:: Request ::
In the code change below, render the sentence "Always use the origin as the origin for grids." in German.

Always use the origin as the origin for grids. (#294)

Also removes convenience functions from mapping_3d::Submap.

PAIR=SirVer

cartographer/io/outlier_removing_points_processor.cc

@@ -36,7 +36,7 @@ OutlierRemovingPointsProcessor::OutlierRemovingPointsProcessor(
     : voxel_size_(voxel_size),
       next_(next),
       state_(State::kPhase1),
-      voxels_(voxel_size_, Eigen::Vector3f::Zero()) {
+      voxels_(voxel_size_) {
   LOG(INFO) << "Marking hits...";
 }
 

cartographer/io/xray_points_processor.cc

@@ -142,9 +142,8 @@ XRayPointsProcessor::XRayPointsProcessor(
       output_filename_(output_filename),
       transform_(transform) {
   for (size_t i = 0; i < (floors_.empty() ? 1 : floors.size()); ++i) {
-    aggregations_.emplace_back(Aggregation{
-        mapping_3d::HybridGridBase<bool>(voxel_size, Eigen::Vector3f::Zero()),
-        {}});
+    aggregations_.emplace_back(
+        Aggregation{mapping_3d::HybridGridBase<bool>(voxel_size), {}});
   }
 }
 

cartographer/mapping_3d/hybrid_grid.h

@@ -415,20 +415,18 @@ class HybridGridBase : public Grid<ValueType> {
  public:
   using Iterator = typename Grid<ValueType>::Iterator;
 
-  // Creates a new tree-based probability grid around 'origin' which becomes the
-  // center of the cell at index (0, 0, 0). Each voxel has edge length
-  // 'resolution'.

:: Information provided ::
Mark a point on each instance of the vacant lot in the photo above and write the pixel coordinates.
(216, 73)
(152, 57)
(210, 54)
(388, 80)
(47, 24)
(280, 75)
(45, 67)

:: Response ::
Verwende immer den Ursprung als Ursprung für Gitter.